*READING PASSAGE*:
Content starts
If I understand right, there's a "better than" brand out there that is purported to be a better, healthier option than typical bouillon, because (among other reasons, I assume) they don't include MSG in their mix.  Well-- that's wrong.  Here's the ingredients on one of their organic jars: "Chicken Meat and Natural Juices, Salt, Cane Sugar, Maltodextrin, Yeast Extract, Dried Onion, Potato Starch, Dried Garlic, Turmeric and Spice Extractives"  According to this article and this one, yeast extract and maltodextrin are two more names for MSG-- out of at least 40.  MSG also hides under the phrase "Natural Flavors", which are found in loads of other wise innocent looking products.  I've gotten to the point where I instinctively put something back on the shelf if I see a variation of MSG on the label- but if that's not you yet, here are some videos and an article on the topic to ponder.

Moving on from the negative reasons to not use bouillons-- let's talk about the positives of making your own broth!  I'll get into the nitty gritty of money saved the next installment, but first I want to give you a brief description of bone broth benefits:
  • remember gelatin?  Bone broth is full of it, so all the benefits of gelatin apply to bone broth.
  • it contains loads of minerals, including trace minerals, that are extremely bio-available (easy for your body to absorb).  Amongst other things, this specifically helps with dental and bone health.  (Did you know you can literally repair minor cavities and stop deeper ones from getting worse, with the proper nutrients? True story, I've done it.  Bone broth is one of the components of that project.)
  • while not a complete protein, it acts as a protein sparer, nutritionally stretching the meat in the dish further (great for saving money when necessary)
  • glycine (one of the amino acids in bone broth) supports body detoxification as well as digestion
  • if you're dairy sensitive and worried about calcium, bone broth is a fabulous way to make up the difference. (You're leeching bones of their minerals, after all!)

    In addition to this, grassfed animals produce K2 that will leech into the broth as well. Vitamin K2 is a crucial nutrient to have in your diet because it directs calcium into the bones and teeth.  What happens if you don't have vitamin K2?  The calcium deposits your arteries, leading to "calcified arteries".  To read more on the K2 topic, visit this post, this series of posts, or check out this book.  Grain fed animals do not produce K2, because K1, which foragers convert to K2, is found in grasses.
Content ends
*ASSIGNMENT A*:
Copy the bone broth text between "If I understand" and "topic to ponder.", inclusive.
*ASSIGNMENT B*:
List every name that the bone broth text says MSG can appear under on a label.
The data that comes after the bone broth text is separate material with no connection to it.

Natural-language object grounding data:
Content starts
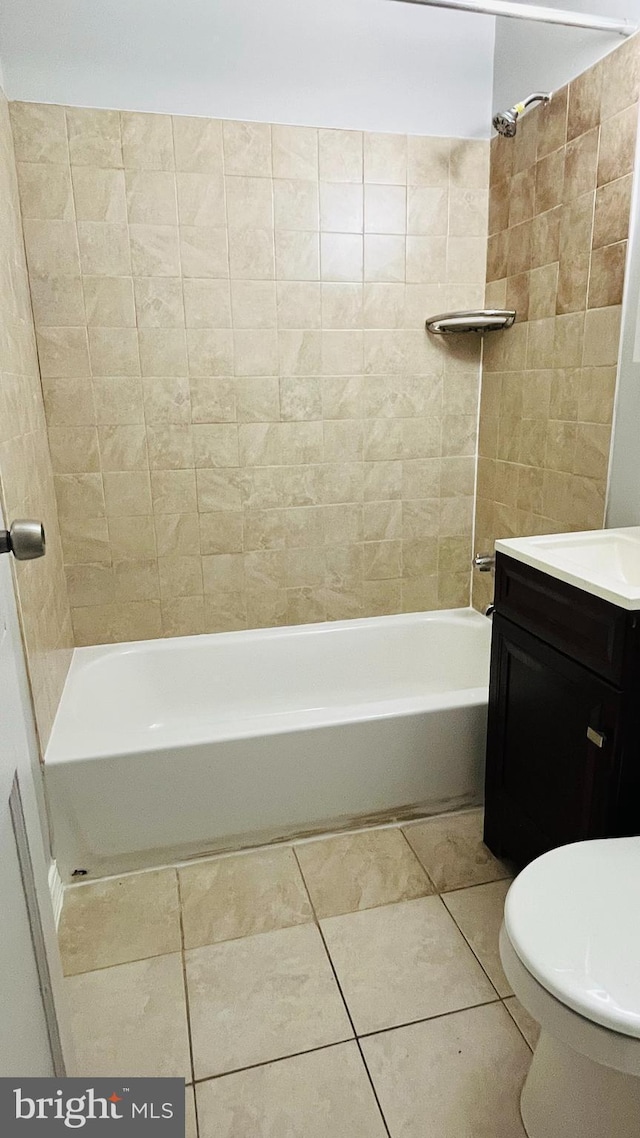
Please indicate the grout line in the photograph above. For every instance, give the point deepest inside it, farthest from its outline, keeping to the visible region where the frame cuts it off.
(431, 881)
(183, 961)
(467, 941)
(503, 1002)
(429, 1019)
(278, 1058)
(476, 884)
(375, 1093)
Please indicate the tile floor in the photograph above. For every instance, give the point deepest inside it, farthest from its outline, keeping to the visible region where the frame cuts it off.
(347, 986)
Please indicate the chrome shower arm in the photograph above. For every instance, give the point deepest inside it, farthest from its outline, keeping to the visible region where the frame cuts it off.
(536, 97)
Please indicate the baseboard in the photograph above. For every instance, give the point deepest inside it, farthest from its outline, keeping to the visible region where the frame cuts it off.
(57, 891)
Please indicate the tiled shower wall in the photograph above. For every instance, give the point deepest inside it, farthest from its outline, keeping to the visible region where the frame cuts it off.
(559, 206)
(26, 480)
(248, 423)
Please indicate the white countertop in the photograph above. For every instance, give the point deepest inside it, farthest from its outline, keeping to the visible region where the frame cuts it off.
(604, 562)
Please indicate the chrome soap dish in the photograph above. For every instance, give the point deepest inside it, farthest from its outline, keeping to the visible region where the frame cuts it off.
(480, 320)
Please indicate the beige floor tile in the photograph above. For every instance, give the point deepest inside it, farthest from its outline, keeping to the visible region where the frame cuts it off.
Content ends
Content starts
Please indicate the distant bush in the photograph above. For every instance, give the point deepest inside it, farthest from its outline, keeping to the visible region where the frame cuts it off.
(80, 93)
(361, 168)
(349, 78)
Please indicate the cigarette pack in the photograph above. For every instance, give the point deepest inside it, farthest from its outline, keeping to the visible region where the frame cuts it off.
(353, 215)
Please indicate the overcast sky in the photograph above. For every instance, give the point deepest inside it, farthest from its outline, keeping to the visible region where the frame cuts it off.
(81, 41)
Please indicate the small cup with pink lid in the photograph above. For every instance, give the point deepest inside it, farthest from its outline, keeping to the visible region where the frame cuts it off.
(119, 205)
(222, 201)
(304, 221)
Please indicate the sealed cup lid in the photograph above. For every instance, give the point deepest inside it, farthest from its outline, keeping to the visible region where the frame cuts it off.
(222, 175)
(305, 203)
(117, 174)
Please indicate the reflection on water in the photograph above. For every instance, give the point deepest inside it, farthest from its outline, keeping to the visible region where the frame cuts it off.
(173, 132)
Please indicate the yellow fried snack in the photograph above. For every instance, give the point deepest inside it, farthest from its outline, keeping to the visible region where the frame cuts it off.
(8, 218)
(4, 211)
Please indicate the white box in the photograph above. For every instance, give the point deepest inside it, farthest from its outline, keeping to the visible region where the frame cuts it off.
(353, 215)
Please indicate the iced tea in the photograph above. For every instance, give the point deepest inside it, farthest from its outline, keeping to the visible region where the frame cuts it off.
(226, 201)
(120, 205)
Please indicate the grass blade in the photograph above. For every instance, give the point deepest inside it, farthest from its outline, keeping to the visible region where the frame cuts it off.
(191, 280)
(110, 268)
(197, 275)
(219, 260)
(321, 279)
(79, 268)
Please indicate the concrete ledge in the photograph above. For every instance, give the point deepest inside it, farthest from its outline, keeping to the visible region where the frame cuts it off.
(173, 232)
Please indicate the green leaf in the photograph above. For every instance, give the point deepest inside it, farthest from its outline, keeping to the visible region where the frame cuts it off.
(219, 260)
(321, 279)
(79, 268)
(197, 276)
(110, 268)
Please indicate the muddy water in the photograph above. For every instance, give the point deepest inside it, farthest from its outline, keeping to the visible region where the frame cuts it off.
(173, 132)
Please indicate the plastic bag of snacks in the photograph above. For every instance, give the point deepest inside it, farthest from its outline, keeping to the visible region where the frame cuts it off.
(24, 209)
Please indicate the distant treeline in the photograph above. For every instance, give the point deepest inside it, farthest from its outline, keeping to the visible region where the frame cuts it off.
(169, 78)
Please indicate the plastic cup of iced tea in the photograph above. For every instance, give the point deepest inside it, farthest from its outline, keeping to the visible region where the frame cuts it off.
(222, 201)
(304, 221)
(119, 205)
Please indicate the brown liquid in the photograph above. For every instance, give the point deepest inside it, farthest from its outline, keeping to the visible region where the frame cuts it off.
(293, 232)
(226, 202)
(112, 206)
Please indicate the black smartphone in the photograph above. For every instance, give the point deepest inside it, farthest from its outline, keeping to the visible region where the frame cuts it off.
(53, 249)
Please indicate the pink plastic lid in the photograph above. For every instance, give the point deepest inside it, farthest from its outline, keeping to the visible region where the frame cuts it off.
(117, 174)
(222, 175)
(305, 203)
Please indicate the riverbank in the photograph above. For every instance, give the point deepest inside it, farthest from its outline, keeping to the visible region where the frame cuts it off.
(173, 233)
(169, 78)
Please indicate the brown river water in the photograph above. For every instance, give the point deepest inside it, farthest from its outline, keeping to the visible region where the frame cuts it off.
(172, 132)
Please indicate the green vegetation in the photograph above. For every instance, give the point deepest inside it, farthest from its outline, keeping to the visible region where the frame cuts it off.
Content ends
*WORKED SOLUTION A*:
If I understand right, there's a "better than" brand out there that is purported to be a better, healthier option than typical bouillon, because (among other reasons, I assume) they don't include MSG in their mix.  Well-- that's wrong.  Here's the ingredients on one of their organic jars: "Chicken Meat and Natural Juices, Salt, Cane Sugar, Maltodextrin, Yeast Extract, Dried Onion, Potato Starch, Dried Garlic, Turmeric and Spice Extractives"  According to this article and this one, yeast extract and maltodextrin are two more names for MSG-- out of at least 40.  MSG also hides under the phrase "Natural Flavors", which are found in loads of other wise innocent looking products.  I've gotten to the point where I instinctively put something back on the shelf if I see a variation of MSG on the label- but if that's not you yet, here are some videos and an article on the topic to ponder.

*WORKED SOLUTION B*:
Yeast extract, maltodextrin, Natural Flavors